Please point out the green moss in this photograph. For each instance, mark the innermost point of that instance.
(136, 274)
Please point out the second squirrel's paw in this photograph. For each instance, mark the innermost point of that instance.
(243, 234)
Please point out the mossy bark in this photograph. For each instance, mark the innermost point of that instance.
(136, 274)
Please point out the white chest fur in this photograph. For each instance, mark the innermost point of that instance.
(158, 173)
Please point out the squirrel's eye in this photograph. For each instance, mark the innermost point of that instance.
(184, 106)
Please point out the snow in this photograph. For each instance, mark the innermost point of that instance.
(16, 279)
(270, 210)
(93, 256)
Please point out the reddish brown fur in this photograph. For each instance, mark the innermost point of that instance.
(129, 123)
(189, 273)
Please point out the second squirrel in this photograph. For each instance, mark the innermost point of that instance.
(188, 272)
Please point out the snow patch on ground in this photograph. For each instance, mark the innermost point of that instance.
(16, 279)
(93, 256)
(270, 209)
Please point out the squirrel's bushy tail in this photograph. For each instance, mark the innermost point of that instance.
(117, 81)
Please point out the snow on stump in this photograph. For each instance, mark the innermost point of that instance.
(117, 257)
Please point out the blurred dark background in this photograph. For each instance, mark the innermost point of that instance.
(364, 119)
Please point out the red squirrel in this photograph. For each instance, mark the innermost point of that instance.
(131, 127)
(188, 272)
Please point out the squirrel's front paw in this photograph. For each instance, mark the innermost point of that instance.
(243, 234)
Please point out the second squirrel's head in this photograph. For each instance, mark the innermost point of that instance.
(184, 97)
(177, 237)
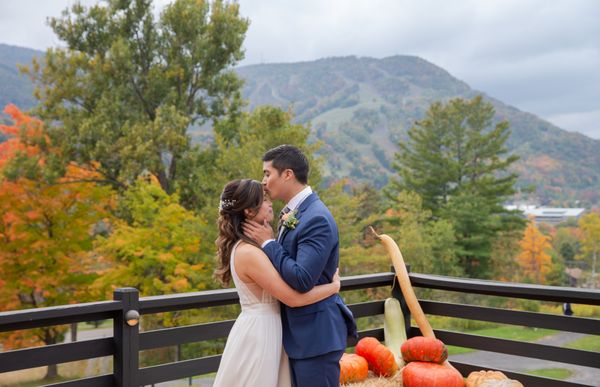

REQUIRED WORK
Produce the entries again, word for word, without any of their pictures.

TASK ANSWER
Please point out the green moss in this photograph. For each instance, mark the innermost point of that instance.
(136, 274)
Please point out the second squirrel's paw in this photograph. For each instance, mark the innermost point of that instance.
(243, 234)
Please point out the mossy bark in this photograph. For each instance, mark the innermost point of that instance.
(136, 274)
Please point out the white chest fur in this photograph. For each instance, mark the innermost point of that instance.
(158, 173)
Please point out the squirrel's eye in this photograph. For each instance, mark the innermost point of that instance.
(184, 106)
Please point out the snow in this photograph. For each instance, mark the innermost point of that instance.
(16, 279)
(270, 210)
(93, 256)
Please point out the reddish brown fur in this photograph. For each instance, mark the innermost point of that instance.
(129, 123)
(189, 273)
Please point out the second squirrel in this photograph. For each instance, mark the innermost point of that instance.
(188, 272)
Please point out the snow patch on ground in this photograph. For each instance, mark the innermost point of that instance.
(16, 279)
(93, 256)
(270, 209)
Please point out the squirrel's bushy tail in this photograph. For each instance, mark the innermost point of that instance.
(117, 81)
Please point out the snow on stump in this photograph. For each instance, mark the innermost point of that instance.
(117, 257)
Please point out the blurred dark background in this photograph. For each instance, mark the innermost point of that instance.
(364, 119)
Please point out the red squirrel in this photograph. For each instance, mark the innermost point of that instance.
(131, 127)
(188, 272)
Please point out the squirrel's front paw in this photograph. For each instance, mark the innermost point of that instance.
(243, 234)
Please point out the second squirrel's head in this photograph. For each instance, mark the innermost point of that instance.
(184, 97)
(177, 237)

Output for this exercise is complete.